Stored entries
== == ==
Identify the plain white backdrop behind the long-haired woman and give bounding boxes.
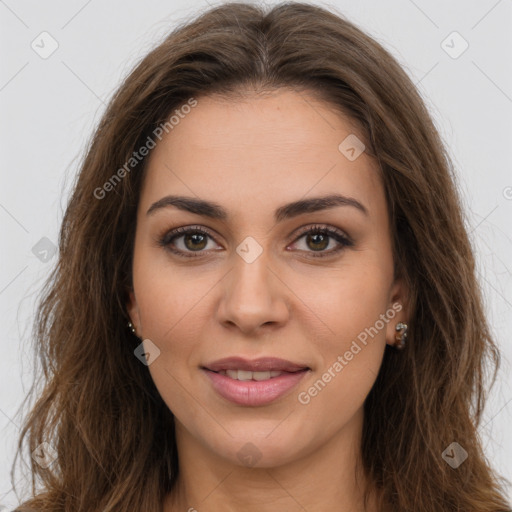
[0,0,512,510]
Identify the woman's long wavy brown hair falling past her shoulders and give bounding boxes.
[12,2,510,512]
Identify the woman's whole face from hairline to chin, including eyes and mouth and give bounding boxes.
[128,89,405,467]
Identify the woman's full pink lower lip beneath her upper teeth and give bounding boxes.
[203,369,309,406]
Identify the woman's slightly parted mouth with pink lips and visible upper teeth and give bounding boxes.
[200,357,311,407]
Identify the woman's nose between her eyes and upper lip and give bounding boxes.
[217,250,291,334]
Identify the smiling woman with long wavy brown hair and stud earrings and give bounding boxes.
[10,3,510,512]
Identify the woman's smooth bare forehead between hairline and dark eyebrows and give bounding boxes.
[141,89,384,220]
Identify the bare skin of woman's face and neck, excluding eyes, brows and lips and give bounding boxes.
[127,89,407,512]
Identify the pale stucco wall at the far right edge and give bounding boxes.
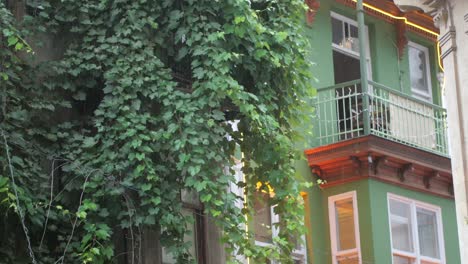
[440,0,468,263]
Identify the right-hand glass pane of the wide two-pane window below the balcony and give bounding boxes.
[416,208,440,259]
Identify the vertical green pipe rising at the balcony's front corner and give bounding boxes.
[356,0,370,135]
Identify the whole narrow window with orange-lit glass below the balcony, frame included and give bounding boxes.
[328,191,362,264]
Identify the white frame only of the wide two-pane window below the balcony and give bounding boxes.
[387,193,446,264]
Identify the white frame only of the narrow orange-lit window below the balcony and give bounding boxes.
[328,191,362,264]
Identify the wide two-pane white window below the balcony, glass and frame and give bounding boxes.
[388,194,445,264]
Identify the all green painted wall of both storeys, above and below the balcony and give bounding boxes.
[296,0,454,264]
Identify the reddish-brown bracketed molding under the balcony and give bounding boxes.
[305,135,454,199]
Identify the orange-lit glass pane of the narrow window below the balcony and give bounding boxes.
[335,198,356,251]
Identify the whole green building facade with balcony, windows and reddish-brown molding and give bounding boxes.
[297,0,460,264]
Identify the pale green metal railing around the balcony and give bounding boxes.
[313,80,448,156]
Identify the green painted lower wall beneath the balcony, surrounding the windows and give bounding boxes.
[308,179,460,264]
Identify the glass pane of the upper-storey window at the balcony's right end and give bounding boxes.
[408,46,429,94]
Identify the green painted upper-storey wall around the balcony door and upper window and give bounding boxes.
[306,1,441,146]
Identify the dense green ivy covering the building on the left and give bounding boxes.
[0,0,310,263]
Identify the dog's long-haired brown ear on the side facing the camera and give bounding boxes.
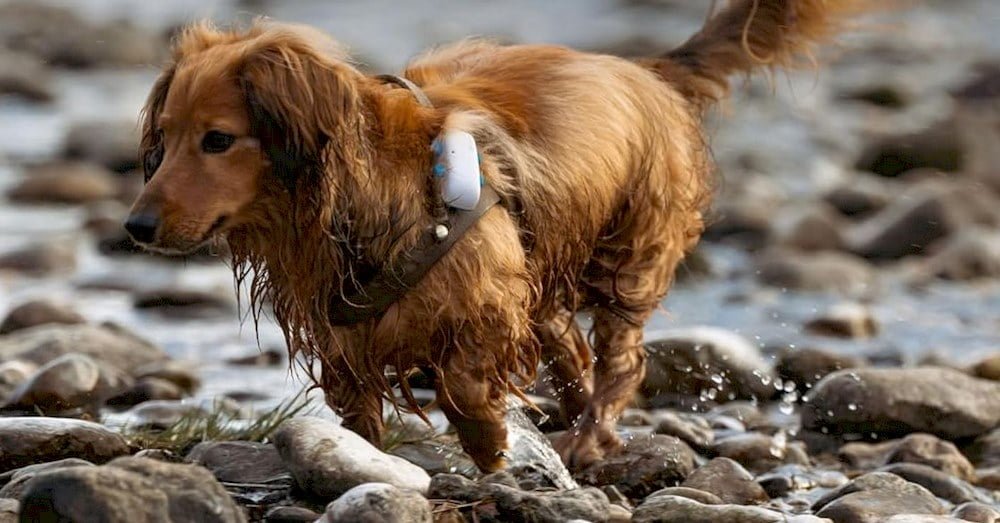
[239,27,361,188]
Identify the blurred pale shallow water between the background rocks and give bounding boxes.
[0,0,1000,414]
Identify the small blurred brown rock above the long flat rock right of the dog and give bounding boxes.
[772,202,847,252]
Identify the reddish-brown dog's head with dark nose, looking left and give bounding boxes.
[125,22,361,252]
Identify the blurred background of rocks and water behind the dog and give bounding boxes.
[0,0,1000,418]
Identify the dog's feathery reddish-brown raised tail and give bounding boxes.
[642,0,873,108]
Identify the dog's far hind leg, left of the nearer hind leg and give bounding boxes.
[535,307,593,425]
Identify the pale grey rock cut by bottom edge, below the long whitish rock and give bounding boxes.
[326,483,433,523]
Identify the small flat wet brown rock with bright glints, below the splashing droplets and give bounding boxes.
[712,432,809,474]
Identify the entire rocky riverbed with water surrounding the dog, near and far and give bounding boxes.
[0,0,1000,523]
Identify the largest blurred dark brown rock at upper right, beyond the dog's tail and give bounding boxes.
[855,122,964,178]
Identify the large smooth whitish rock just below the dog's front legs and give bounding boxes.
[273,417,430,499]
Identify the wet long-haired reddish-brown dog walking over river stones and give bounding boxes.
[125,0,866,471]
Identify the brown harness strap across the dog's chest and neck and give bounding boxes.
[329,75,500,327]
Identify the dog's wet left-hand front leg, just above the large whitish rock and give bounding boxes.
[322,362,383,447]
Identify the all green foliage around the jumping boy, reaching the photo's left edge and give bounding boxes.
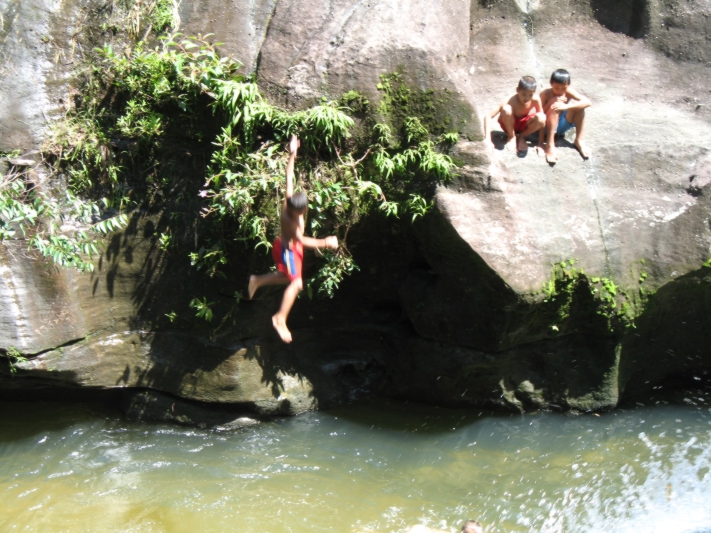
[0,0,457,320]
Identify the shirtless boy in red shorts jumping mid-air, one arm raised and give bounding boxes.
[249,135,338,342]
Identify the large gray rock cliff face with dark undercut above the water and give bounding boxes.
[0,0,711,414]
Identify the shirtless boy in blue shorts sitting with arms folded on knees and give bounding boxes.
[539,68,591,163]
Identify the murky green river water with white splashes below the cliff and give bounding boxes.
[0,398,711,533]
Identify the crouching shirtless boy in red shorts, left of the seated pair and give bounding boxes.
[484,76,546,152]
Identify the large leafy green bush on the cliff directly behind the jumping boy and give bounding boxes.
[40,33,456,296]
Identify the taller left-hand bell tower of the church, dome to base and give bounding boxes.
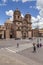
[13,9,21,38]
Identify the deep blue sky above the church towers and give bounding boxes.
[0,0,43,28]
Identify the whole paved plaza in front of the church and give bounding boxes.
[0,39,43,65]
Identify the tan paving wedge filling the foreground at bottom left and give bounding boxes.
[0,47,42,65]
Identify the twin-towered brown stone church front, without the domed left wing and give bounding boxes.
[13,10,32,39]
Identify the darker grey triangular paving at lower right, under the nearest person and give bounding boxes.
[18,47,43,65]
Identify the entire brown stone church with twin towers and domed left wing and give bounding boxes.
[0,9,32,39]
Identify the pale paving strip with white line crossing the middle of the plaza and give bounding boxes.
[5,44,32,53]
== == ==
=== To do ===
Output the data above in full. Skip every picture.

=== Solution ===
Identify the plain white backdrop behind the long-haired woman and give bounding boxes.
[0,0,512,510]
Identify the woman's long wavy brown hair falling past her shoulders and give bounding boxes.
[12,2,510,512]
Identify the woman's whole face from hairline to chin, including eyes and mouth and give bounding boxes.
[128,89,405,467]
Identify the woman's full pink lower lip beneath her upper teeth and give bounding boxes.
[203,369,309,406]
Identify the woman's slightly parted mouth with pink lips and visible upper teeth and give bounding boxes.
[200,357,311,407]
Identify the woman's nose between her eyes and upper lip and give bounding boxes.
[217,250,291,334]
Identify the smiling woman with long wavy brown hair and stud earrings and give bounding boxes.
[10,3,510,512]
Identify the woman's smooth bare forehead between hairline and dark eyebrows and give bounding boxes.
[141,89,384,220]
Identify the bare skin of woman's face and neck, excluding eyes, brows and lips and give bounding boxes.
[127,89,407,512]
Identify the pale stucco wall at the far right edge and give bounding boxes.
[440,0,468,263]
Identify the right-hand glass pane of the wide two-pane window below the balcony and give bounding boxes.
[416,208,440,259]
Identify the vertical green pipe rising at the balcony's front corner and give bounding boxes.
[356,0,370,135]
Identify the whole narrow window with orange-lit glass below the balcony, frame included and give bounding boxes.
[328,191,362,264]
Identify the white frame only of the wide two-pane window below the balcony and give bounding boxes.
[387,193,446,264]
Identify the white frame only of the narrow orange-lit window below the balcony and give bounding boxes.
[328,191,362,264]
Identify the wide two-pane white window below the balcony, glass and frame and give bounding boxes.
[388,194,445,264]
Identify the all green painted wall of both storeys, above and below the balcony and give bounding boxes.
[296,0,454,264]
Identify the reddish-brown bracketed molding under the balcony and give bounding boxes.
[305,135,454,199]
Identify the orange-lit glass pane of the narrow window below the balcony and give bounding boxes.
[335,198,356,251]
Identify the whole green building facade with balcony, windows and reddish-brown molding and give bounding boxes.
[297,0,460,264]
Identify the pale green metal railing around the balcony and give bounding boxes.
[313,80,448,156]
Identify the green painted lower wall beneath the balcony, surrounding the windows and give bounding boxes.
[308,179,460,264]
Identify the glass pane of the upper-storey window at the balcony's right end and give bounding boxes.
[408,46,429,94]
Identify the green painted upper-storey wall around the balcony door and upper window and give bounding boxes.
[306,1,441,146]
Identify the dense green ivy covering the building on the left and give bounding boxes.
[0,0,310,263]
Identify the dog's long-haired brown ear on the side facing the camera and give bounding boxes.
[239,27,361,188]
Identify the blurred pale shallow water between the background rocks and give bounding boxes.
[0,0,1000,414]
Identify the small blurred brown rock above the long flat rock right of the dog and give bounding boxes.
[772,202,847,252]
Identify the reddish-brown dog's head with dark nose, looking left and give bounding boxes.
[125,22,361,252]
Identify the blurred background of rocks and water behind the dog and give bounding boxes.
[0,0,1000,418]
Identify the dog's feathery reddish-brown raised tail and give bounding boxes.
[642,0,873,108]
Identify the dog's far hind leg, left of the nearer hind leg and give bounding boxes.
[535,307,593,425]
Identify the pale grey rock cut by bottom edge, below the long whitish rock and give bounding boxes.
[326,483,433,523]
Identify the small flat wet brown rock with bright glints, below the splashing droplets and give bounding boxes.
[712,432,809,474]
Identify the entire rocky riverbed with water surrounding the dog, near and far and give bounding boxes.
[0,0,1000,523]
Identify the largest blurred dark brown rock at upper right, beyond the dog's tail and give bounding boxes.
[855,122,964,178]
Identify the large smooth whitish rock just below the dog's front legs and give bounding boxes.
[273,417,430,499]
Identify the wet long-haired reddish-brown dog walking over river stones and give bounding boxes.
[125,0,866,471]
Identify the brown harness strap across the dog's chest and neck and give bounding boxes.
[329,75,500,327]
Identify the dog's wet left-hand front leg, just above the large whitish rock and give bounding boxes.
[322,362,383,447]
Identify the all green foliage around the jumping boy, reaching the photo's left edge and give bounding boxes.
[0,0,457,320]
Identify the shirtless boy in red shorts jumping mid-air, one arm raised and give bounding boxes.
[249,135,338,342]
Identify the large gray rock cliff face with dark undercut above the water and give bounding boxes.
[0,0,711,414]
Identify the shirtless boy in blue shorts sitting with arms folded on knees and give bounding boxes.
[539,68,591,163]
Identify the murky green river water with white splashes below the cliff and give bounding boxes.
[0,398,711,533]
Identify the crouching shirtless boy in red shorts, left of the seated pair and give bounding boxes.
[484,76,546,152]
Identify the large leafy green bush on the cliff directly behind the jumping boy and give bounding boxes.
[40,33,456,296]
Identify the taller left-hand bell tower of the church, dome to base and give bounding boxes.
[13,9,21,38]
Identify the deep blue sky above the church towers and give bounding boxes.
[0,0,43,28]
Identify the whole paved plaza in front of the church and give bounding boxes.
[0,39,43,65]
Identify the tan paving wedge filling the foreground at bottom left and give bounding boxes.
[0,47,42,65]
Identify the twin-towered brown stone church front, without the domed left wing and give bounding boxes.
[13,10,32,39]
Identify the darker grey triangular paving at lower right, under the nearest person and give bounding boxes.
[18,47,43,65]
Identify the entire brown stone church with twin towers and domed left wing and give bounding boxes.
[0,9,32,39]
Identify the pale paving strip with white line crossing the middle of the plaza and give bounding boxes.
[5,44,32,53]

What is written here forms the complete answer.